» TASK PROMPT:
List each line of the records below that contains the word "green". Count only matches with the same capitalization.

Start of RECORDS SHOWN

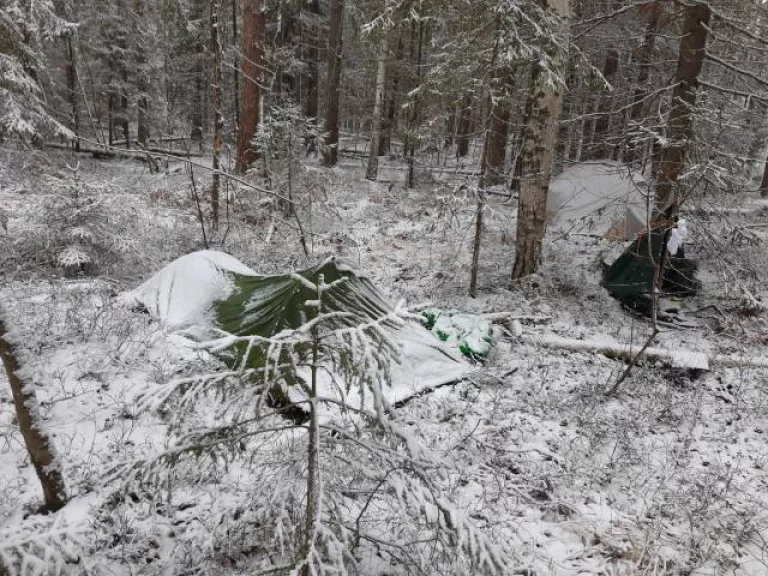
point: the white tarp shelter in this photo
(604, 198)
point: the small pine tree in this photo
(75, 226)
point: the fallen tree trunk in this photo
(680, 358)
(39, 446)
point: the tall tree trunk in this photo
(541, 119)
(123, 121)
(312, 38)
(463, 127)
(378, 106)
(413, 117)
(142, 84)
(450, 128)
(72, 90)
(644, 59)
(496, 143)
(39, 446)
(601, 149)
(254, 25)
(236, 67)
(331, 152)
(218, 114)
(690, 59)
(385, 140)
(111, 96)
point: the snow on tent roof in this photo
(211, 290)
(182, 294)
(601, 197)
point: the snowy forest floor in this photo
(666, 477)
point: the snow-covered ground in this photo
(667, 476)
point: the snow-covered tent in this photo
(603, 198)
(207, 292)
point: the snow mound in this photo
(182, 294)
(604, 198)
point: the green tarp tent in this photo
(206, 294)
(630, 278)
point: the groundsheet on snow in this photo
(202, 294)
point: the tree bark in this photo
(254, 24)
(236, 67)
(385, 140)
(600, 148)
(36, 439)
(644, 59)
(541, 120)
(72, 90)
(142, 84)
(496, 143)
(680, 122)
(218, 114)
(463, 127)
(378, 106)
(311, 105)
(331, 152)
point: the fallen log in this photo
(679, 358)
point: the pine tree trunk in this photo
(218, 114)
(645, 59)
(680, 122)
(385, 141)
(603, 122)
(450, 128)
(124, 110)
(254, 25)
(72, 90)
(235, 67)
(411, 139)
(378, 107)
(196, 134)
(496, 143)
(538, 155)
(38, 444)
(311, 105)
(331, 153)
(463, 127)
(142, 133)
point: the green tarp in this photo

End of RECORDS SHOWN
Start of RECORDS SHOWN

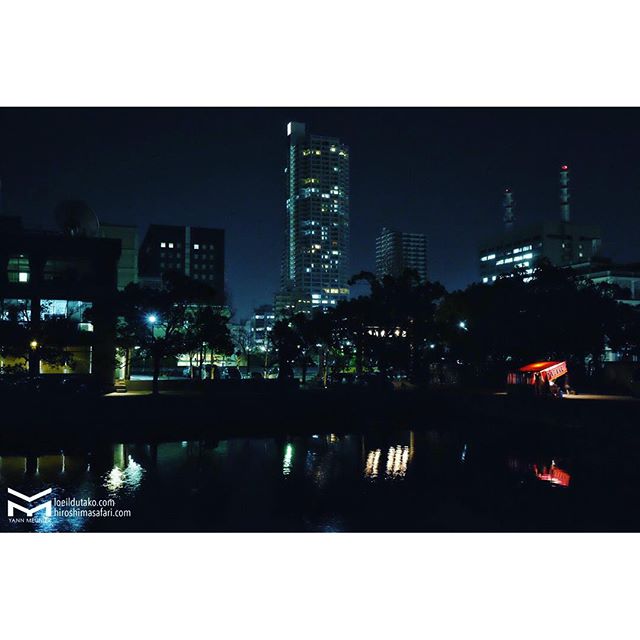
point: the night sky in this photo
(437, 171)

End of RECORDS SHOWN

» TASK SOLUTION:
point: the green tarp tent in this photo
point: the green tarp in this photo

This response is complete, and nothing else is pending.